◆ Records provided ◆

===============

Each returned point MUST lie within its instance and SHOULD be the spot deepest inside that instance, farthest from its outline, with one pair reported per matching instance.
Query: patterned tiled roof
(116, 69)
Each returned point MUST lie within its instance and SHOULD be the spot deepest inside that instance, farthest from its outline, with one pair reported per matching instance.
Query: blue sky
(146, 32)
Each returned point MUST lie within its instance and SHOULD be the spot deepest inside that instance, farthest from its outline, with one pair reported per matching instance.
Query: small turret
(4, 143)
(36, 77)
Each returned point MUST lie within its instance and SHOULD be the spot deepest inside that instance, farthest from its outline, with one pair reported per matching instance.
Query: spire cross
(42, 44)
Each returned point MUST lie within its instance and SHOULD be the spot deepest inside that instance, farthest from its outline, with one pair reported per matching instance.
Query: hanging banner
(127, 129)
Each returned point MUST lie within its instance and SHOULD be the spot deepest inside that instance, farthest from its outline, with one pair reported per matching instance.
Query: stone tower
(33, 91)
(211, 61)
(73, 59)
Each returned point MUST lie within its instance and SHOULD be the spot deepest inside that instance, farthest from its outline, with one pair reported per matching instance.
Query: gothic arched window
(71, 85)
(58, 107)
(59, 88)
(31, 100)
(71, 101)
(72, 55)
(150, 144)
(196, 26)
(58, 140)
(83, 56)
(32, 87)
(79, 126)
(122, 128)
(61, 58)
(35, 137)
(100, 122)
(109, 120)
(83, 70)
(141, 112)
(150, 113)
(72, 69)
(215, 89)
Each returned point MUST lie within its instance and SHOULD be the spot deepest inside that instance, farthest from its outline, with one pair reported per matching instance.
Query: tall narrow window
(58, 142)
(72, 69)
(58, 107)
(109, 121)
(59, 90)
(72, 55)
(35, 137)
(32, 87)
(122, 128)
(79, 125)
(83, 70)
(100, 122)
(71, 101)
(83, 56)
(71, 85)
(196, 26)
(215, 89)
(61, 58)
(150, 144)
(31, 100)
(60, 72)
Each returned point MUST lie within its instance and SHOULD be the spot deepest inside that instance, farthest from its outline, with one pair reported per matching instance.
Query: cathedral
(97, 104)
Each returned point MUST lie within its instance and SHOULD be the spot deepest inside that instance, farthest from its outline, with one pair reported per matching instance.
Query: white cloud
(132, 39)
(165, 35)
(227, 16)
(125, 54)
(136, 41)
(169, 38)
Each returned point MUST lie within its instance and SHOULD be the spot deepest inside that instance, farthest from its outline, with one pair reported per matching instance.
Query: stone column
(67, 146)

===============

◆ Instructions to follow ◆
Please reproduce all of the entries exactly as they stand.

◆ Answer section ◆
Each returned point MUST lie within its instance and SHOULD be the spot deepest inside that instance, farthest from its outline, with one pair reported per matching instance.
Query: patterned tiled roof
(116, 69)
Each returned point MUST lie within its instance and SHOULD be the spot deepest inside that instance, farthest from its outline, with one pair reported per matching instance.
Query: blue sky
(146, 32)
Each returned point MUST lie within its instance and SHOULD be the spot deepest inside that instance, farthest from its outline, with one pair reported per matching instance.
Query: small turret
(4, 143)
(36, 77)
Each returned point MUST lie within its instance and SHOULD be the spot deepest inside that instance, farthest from its outline, with one pair reported per matching instance.
Query: spire cross
(42, 44)
Each returned point MUST lie within its instance and SHOULD be the spot deepest inside that instance, farthest from its outline, with one pair reported per matching instance.
Query: hanging banner
(127, 129)
Each returned point MUST lie within its instance and SHOULD be the spot deepest inside that instance, farthest from its outline, with one pair reported per matching instance.
Query: stone tower
(33, 91)
(211, 61)
(73, 59)
Each returned point MUST lie within its instance and SHOULD be the spot deepest inside that instance, farthest from its outline, with one pair reported per matching instance.
Query: gothic arched window
(71, 85)
(58, 107)
(59, 88)
(31, 100)
(71, 101)
(72, 55)
(150, 144)
(196, 26)
(58, 140)
(83, 56)
(32, 87)
(79, 126)
(122, 128)
(61, 58)
(35, 137)
(100, 122)
(109, 120)
(83, 70)
(141, 112)
(150, 113)
(72, 69)
(215, 89)
Each returned point MUST lie within its instance and SHOULD be the spot deepest inside that instance, farthest from its outline, with one pair reported per matching instance.
Query: tall narrow window
(58, 142)
(72, 69)
(58, 107)
(109, 121)
(59, 90)
(72, 55)
(35, 137)
(32, 87)
(122, 128)
(79, 125)
(83, 70)
(100, 122)
(71, 101)
(83, 56)
(71, 85)
(196, 26)
(215, 89)
(61, 58)
(150, 144)
(31, 100)
(60, 72)
Each returned point MUST lie within its instance and SHOULD be the spot deepest inside that instance, farthest from its outline, with one pair reported per matching instance.
Query: cathedral
(97, 104)
Each returned point MUST lie within its instance and SHOULD be the spot deepest inside that instance, farthest from its outline, with one pair reported per matching instance.
Query: white cloud
(132, 39)
(165, 35)
(227, 16)
(125, 54)
(136, 41)
(169, 38)
Each returned point MUST lie within its instance and SHOULD be the spot deepest inside that instance, farthest from its outline, with one pair reported per matching instance.
Query: stone column
(67, 146)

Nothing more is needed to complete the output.